WHAT YOU WILL DO -> Locate the line containing "Could you please locate the chevrolet", then please write out that line and all the lines below it in the entries exactly.

DATA SECTION ->
begin

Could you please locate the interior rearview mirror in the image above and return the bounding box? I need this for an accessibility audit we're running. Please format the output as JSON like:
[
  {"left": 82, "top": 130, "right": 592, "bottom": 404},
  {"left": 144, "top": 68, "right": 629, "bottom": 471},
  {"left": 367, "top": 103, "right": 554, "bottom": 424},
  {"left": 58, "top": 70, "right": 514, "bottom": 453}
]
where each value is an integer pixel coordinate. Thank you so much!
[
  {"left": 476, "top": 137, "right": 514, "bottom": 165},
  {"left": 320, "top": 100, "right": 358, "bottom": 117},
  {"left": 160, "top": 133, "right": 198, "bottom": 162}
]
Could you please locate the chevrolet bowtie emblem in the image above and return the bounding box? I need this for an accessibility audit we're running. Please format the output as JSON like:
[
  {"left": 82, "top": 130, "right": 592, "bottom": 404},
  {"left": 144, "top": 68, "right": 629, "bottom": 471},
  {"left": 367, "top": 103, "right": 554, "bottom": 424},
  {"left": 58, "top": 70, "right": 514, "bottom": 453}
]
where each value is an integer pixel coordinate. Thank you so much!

end

ANSWER TO THE EXERCISE ->
Could you please locate the chevrolet bowtie emblem in the image above and return the bounding box? I need this for an accessibility audit we're running. Please format the output as JSON like:
[
  {"left": 82, "top": 130, "right": 592, "bottom": 404},
  {"left": 144, "top": 68, "right": 629, "bottom": 471},
  {"left": 367, "top": 103, "right": 554, "bottom": 424},
  {"left": 58, "top": 70, "right": 514, "bottom": 453}
]
where each value is an integer pixel coordinate. Thank you so much!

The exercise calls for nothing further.